Supplied records Block Start
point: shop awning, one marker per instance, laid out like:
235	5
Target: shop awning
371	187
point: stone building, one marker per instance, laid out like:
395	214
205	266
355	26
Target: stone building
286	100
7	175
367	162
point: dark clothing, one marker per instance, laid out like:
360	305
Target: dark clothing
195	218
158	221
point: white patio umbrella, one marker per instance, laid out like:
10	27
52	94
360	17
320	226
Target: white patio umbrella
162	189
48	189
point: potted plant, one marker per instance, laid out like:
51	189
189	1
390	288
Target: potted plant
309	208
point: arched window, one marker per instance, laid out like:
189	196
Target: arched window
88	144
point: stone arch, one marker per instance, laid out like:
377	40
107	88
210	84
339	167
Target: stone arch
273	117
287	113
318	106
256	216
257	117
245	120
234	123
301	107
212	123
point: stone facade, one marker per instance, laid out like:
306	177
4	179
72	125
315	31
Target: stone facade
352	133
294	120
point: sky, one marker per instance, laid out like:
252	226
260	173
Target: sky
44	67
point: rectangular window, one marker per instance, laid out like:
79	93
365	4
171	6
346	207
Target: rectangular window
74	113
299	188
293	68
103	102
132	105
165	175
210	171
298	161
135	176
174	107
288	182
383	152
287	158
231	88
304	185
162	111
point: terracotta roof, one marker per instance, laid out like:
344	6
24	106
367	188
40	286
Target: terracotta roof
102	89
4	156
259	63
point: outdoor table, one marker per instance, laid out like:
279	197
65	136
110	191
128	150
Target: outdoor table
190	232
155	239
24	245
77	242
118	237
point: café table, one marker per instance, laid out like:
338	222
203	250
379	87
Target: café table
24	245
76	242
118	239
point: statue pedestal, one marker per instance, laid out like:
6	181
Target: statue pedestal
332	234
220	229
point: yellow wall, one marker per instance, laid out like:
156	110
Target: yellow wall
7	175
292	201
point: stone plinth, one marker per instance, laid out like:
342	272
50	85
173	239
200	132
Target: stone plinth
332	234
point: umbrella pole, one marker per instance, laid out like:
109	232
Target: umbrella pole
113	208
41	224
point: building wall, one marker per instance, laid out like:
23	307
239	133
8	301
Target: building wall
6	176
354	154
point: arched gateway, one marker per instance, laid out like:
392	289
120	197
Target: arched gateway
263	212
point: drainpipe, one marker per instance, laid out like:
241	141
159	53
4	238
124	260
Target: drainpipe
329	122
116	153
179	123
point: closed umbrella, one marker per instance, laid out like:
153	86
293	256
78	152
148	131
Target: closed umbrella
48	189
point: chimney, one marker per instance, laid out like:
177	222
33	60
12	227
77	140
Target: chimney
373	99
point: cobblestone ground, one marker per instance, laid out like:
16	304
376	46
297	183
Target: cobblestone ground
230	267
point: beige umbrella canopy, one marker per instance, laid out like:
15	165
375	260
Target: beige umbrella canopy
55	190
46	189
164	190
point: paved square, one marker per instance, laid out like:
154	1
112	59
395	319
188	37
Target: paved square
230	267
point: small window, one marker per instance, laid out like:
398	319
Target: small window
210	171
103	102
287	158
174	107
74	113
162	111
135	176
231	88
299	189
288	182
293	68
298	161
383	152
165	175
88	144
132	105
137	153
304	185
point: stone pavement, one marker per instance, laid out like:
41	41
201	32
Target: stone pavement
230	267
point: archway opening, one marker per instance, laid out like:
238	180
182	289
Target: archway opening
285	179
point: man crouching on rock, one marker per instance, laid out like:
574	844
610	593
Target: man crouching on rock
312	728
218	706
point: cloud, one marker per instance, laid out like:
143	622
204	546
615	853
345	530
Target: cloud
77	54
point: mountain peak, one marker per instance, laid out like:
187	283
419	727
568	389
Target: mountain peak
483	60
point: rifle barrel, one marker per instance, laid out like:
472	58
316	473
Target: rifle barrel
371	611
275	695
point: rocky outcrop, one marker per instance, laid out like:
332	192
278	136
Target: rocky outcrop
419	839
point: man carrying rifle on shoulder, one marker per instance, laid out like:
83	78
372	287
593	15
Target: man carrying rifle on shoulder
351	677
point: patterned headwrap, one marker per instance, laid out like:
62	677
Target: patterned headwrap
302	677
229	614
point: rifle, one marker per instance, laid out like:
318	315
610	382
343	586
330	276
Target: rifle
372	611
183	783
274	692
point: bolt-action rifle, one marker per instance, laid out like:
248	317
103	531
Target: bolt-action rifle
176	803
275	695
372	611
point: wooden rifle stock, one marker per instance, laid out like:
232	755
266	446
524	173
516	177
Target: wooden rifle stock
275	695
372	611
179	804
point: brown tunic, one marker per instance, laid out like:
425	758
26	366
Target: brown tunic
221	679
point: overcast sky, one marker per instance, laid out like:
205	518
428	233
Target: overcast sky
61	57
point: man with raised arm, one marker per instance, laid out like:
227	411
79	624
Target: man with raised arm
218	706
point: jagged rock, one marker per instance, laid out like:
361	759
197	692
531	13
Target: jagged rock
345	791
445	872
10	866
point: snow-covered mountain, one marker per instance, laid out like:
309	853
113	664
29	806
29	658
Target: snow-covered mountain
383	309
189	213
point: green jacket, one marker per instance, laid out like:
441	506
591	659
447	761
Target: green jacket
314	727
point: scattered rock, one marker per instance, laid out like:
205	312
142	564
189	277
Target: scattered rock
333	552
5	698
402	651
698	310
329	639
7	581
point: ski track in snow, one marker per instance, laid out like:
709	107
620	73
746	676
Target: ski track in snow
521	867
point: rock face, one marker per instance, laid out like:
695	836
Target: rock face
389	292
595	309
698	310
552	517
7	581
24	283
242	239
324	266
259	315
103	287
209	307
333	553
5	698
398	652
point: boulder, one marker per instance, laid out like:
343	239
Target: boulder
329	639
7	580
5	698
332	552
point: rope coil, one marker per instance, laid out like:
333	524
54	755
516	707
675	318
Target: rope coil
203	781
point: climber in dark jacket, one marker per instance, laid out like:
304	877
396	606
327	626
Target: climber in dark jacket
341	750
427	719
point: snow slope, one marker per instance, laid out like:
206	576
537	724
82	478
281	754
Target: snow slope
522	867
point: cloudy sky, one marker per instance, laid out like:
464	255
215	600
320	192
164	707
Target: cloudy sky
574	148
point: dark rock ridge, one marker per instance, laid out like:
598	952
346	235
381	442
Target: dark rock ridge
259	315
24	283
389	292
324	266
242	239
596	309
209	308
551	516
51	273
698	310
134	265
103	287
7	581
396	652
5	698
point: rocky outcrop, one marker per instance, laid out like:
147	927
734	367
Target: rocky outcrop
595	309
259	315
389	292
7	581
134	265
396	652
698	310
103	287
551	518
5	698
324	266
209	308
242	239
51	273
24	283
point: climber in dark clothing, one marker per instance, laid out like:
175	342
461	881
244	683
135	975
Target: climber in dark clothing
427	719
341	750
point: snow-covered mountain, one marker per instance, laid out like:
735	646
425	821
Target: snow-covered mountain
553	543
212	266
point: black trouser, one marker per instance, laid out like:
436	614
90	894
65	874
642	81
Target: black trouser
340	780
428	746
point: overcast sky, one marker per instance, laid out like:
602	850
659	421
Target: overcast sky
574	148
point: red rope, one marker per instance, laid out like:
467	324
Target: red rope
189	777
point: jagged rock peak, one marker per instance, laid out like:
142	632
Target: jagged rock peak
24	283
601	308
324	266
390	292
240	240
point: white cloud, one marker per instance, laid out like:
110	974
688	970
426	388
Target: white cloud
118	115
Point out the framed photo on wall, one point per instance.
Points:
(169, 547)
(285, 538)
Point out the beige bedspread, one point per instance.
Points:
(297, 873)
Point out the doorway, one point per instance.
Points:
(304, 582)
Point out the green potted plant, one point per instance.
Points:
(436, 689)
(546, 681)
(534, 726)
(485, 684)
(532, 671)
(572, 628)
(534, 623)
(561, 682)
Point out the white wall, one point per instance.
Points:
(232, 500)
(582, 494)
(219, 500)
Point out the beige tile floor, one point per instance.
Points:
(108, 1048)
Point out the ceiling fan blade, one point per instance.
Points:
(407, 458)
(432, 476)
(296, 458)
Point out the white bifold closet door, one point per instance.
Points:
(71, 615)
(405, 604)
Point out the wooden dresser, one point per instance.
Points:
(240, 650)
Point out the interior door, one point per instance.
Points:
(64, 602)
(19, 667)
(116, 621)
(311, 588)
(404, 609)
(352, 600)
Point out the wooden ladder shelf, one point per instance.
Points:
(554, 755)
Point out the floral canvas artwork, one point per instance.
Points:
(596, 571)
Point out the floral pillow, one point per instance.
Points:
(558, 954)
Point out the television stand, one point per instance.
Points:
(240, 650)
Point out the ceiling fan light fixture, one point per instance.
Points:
Supplied records Block End
• Work item:
Your task is to gather all lines from the entries above that hold the word "ceiling".

• Response box:
Point out the ceiling fan blade, one point per instance.
Point out the ceiling fan light fixture, one point per instance.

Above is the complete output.